You could have seen this coming a mile away. Ten miles away. A thousand miles away.
While it hasn’t stopped cries of disbelief and righteous indignation, there was nothing particularly surprising about budget plans emerging from both the state House and Senate that, to varying degrees, take tax revenue from Washington’s marijuana legalization under Initiative 502 and divert it to areas the initiative never intended.
The Senate’s plan is the more drastic of the two, doing away with I-502’s Dedicated Marijuana Fund and using the expected pot windfall to fund education in accordance with the landmark state Supreme Court ruling known as McCleary. The House, on the other hand, grabs more than $140 million and uses it for Medicaid — money lawmakers would have to scrounge up from the general fund otherwise.
As the nearly 56 percent of Washingtonians that voted in favor of recreational marijuana legalization may remember, the excise tax revenue generated from the legal pot market is supposed to go to a very specific set of earmarks largely related to public health, research, and substance abuse prevention. These provisions, while not make-or-break, likely factored into why so many citizens felt comfortable voting for legalization.
I-502 was carefully crafted to be a precise balance between the legalization of an illicit drug, and the creation of a public health and outreach effort designed to prevent Washington from devolving into total reefer madness. It’s also supposed to generate telling research and evaluations, so we can better understand exactly what we’ve done in this brave new world and make decisions based on reality.
It’s an admirable objective, and one people voted for, so it wasn’t shocking when voices as far ranging as The Seattle Times editorial board and the ACLU sounded the alarm when budget writers started pouncing. The Times warned lawmakers against being tempted by the “candy dish” of pot revenue, while the ACLU sent a letter to lawmakers last week urging them not to “defy the will of the voters by reallocating I-502 tax revenue.”
Valid points all around. Circle the wagons. Raise a stink.
Just don’t expect Olympia to listen.
Forgive the cynicism, but this is what legislators — and more specifically those responsible for crafting budgets — do. It’s in their DNA.
“Budgeteers are always looking for money, and they don’t care much about details,” says Allen Hayward, who served as senior legal counsel with the state House from 1979-2012. These days he’s an legislative historian of sorts, having recently published an autobiography examining his time at the Capitol.

* **GIVEN INFORMATION**

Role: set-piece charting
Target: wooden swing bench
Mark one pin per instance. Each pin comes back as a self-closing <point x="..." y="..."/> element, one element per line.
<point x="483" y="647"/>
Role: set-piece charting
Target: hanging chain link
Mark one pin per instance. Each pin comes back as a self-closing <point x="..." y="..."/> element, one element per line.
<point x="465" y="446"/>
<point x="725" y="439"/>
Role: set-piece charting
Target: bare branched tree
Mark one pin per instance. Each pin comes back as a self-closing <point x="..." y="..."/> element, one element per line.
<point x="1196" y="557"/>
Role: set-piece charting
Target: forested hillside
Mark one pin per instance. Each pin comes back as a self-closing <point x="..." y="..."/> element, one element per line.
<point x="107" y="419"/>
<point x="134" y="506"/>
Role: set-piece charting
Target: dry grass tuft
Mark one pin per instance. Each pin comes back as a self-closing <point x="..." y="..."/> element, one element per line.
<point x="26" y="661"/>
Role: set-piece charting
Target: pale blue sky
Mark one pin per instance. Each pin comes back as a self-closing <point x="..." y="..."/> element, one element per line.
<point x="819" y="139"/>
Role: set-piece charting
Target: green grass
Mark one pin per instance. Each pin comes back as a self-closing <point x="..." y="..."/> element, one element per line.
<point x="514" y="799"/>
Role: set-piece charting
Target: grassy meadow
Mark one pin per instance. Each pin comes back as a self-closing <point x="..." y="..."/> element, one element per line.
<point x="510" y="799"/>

* **REQUIRED WORK**
Based on the piece about marijuana tax revenue, answer yes or no to each statement below, and quote the exact words from the text that decide each answer.
1. The House budget plan uses more than $140 million of marijuana tax revenue for Medicaid.
2. The Senate's plan keeps I-502's Dedicated Marijuana Fund in place.
3. Allen Hayward served as senior legal counsel with the state Senate.

* **RESULT BELOW**
1. Yes: "The House, on the other hand, grabs more than $140 million and uses it for Medicaid"
2. No: "doing away with I-502’s Dedicated Marijuana Fund"
3. No: "served as senior legal counsel with the state House from 1979-2012"